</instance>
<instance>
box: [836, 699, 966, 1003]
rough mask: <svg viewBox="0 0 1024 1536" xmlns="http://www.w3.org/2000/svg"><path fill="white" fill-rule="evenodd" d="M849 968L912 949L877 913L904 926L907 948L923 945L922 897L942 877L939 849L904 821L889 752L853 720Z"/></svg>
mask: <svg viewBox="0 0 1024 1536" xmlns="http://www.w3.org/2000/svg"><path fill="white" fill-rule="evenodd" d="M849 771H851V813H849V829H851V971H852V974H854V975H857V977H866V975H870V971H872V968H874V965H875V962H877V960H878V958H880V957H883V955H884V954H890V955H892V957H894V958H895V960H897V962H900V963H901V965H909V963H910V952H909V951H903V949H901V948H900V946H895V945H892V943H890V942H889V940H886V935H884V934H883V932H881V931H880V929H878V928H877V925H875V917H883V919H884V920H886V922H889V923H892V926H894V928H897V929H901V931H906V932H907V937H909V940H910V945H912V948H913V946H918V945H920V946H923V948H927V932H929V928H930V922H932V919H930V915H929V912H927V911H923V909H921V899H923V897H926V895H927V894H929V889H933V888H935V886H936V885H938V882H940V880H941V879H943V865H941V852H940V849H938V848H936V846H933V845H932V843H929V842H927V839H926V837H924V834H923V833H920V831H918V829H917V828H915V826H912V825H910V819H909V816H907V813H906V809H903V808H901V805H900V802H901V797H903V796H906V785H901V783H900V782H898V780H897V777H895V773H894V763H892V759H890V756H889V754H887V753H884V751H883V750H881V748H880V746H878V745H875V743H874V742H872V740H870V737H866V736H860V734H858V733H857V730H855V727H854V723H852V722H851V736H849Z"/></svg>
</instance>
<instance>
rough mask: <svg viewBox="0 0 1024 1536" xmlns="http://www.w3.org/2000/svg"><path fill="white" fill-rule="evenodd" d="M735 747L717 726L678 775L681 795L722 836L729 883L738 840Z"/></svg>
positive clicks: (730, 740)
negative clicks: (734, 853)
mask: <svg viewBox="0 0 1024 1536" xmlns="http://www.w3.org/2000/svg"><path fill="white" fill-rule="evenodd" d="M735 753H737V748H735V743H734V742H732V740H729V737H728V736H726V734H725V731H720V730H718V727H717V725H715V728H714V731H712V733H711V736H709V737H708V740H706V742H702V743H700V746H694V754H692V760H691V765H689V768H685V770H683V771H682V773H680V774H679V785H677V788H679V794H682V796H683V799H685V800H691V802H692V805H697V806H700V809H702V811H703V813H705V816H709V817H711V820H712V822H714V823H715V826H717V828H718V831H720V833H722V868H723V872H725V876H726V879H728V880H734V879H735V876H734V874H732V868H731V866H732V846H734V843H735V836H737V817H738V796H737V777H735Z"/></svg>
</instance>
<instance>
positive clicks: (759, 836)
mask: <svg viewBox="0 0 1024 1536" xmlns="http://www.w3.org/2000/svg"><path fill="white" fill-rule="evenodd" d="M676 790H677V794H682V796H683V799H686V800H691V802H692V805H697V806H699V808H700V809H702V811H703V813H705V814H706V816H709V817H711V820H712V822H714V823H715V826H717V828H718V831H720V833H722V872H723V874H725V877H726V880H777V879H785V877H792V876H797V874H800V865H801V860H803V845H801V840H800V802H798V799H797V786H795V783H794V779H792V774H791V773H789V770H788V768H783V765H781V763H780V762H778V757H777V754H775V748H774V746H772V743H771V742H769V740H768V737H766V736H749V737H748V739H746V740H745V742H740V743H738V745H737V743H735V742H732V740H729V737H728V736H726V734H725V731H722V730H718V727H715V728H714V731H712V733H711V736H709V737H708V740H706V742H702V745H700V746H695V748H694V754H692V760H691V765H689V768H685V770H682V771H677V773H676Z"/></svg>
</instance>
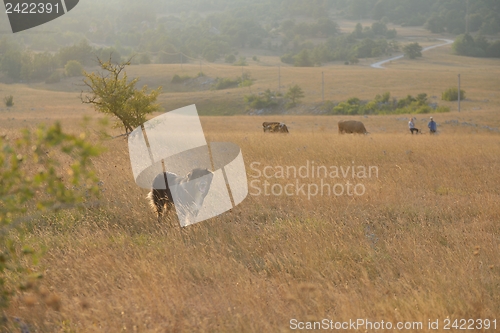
-=-=-
◆ What to do ◆
What is needed here is an exact transcript of the data above, pictures excluded.

◆ Solution for this task ◆
</instance>
<instance>
box: [836, 699, 966, 1003]
rough mask: <svg viewBox="0 0 1024 1536" xmlns="http://www.w3.org/2000/svg"><path fill="white" fill-rule="evenodd" d="M849 968L912 949L877 913L904 926L907 948L923 945L922 897L942 877L939 849L904 821L889 752L853 720Z"/></svg>
mask: <svg viewBox="0 0 1024 1536" xmlns="http://www.w3.org/2000/svg"><path fill="white" fill-rule="evenodd" d="M849 771H851V813H849V829H851V971H852V974H854V975H857V977H866V975H870V971H872V968H874V965H875V962H877V960H878V958H880V957H883V955H884V954H890V955H892V957H894V958H895V960H897V962H900V963H901V965H909V963H910V952H909V951H903V949H901V948H900V946H895V945H892V943H890V942H889V940H886V935H884V934H883V932H881V931H880V929H878V928H877V925H875V917H883V919H884V920H886V922H889V923H892V926H894V928H897V929H901V931H906V932H907V937H909V940H910V945H912V948H913V946H918V945H920V946H923V948H927V932H929V928H930V922H932V919H930V915H929V912H927V911H923V909H921V899H923V897H926V895H927V894H929V889H933V888H935V886H936V885H938V882H940V880H941V879H943V865H941V852H940V849H938V848H936V846H933V845H932V843H929V842H927V839H926V837H924V834H923V833H920V831H918V829H917V828H915V826H912V825H910V819H909V816H907V813H906V809H903V808H901V805H900V802H901V797H903V796H906V785H901V783H900V782H898V780H897V777H895V773H894V763H892V759H890V756H889V754H887V753H884V751H883V750H881V748H880V746H878V745H875V743H874V742H872V740H870V737H866V736H860V734H858V733H857V730H855V727H854V723H852V722H851V736H849Z"/></svg>
</instance>
<instance>
rough mask: <svg viewBox="0 0 1024 1536" xmlns="http://www.w3.org/2000/svg"><path fill="white" fill-rule="evenodd" d="M735 747L717 726L678 775L681 795L722 836L729 883L738 840Z"/></svg>
positive clicks: (730, 740)
negative clicks: (734, 853)
mask: <svg viewBox="0 0 1024 1536" xmlns="http://www.w3.org/2000/svg"><path fill="white" fill-rule="evenodd" d="M735 753H737V748H735V743H734V742H732V740H729V737H728V736H726V734H725V731H720V730H718V727H717V725H715V728H714V731H712V733H711V736H709V737H708V740H706V742H702V743H700V746H694V754H692V760H691V765H689V768H685V770H683V771H682V773H680V774H679V785H677V788H679V794H682V796H683V799H685V800H691V802H692V805H697V806H700V809H702V811H703V813H705V816H709V817H711V820H712V822H714V823H715V826H717V828H718V831H720V833H722V868H723V872H725V876H726V879H728V880H734V879H735V876H734V874H732V868H731V866H732V846H734V843H735V836H737V817H738V796H737V777H735Z"/></svg>
</instance>
<instance>
positive clicks: (759, 836)
mask: <svg viewBox="0 0 1024 1536" xmlns="http://www.w3.org/2000/svg"><path fill="white" fill-rule="evenodd" d="M676 790H677V794H682V796H683V799H686V800H691V802H692V805H697V806H699V808H700V809H702V811H703V813H705V814H706V816H709V817H711V820H712V822H714V823H715V826H717V828H718V831H720V833H722V872H723V874H725V877H726V880H777V879H785V877H792V876H797V874H800V865H801V860H803V845H801V840H800V802H798V799H797V786H795V783H794V779H792V774H791V773H789V770H788V768H783V765H781V763H780V762H778V757H777V754H775V748H774V746H772V743H771V742H769V740H768V737H766V736H749V737H748V739H746V740H745V742H740V743H738V745H737V743H735V742H732V740H729V737H728V736H726V734H725V731H722V730H718V727H715V728H714V731H712V733H711V736H709V737H708V740H706V742H702V745H700V746H695V748H694V754H692V760H691V765H689V768H685V770H682V771H677V773H676Z"/></svg>
</instance>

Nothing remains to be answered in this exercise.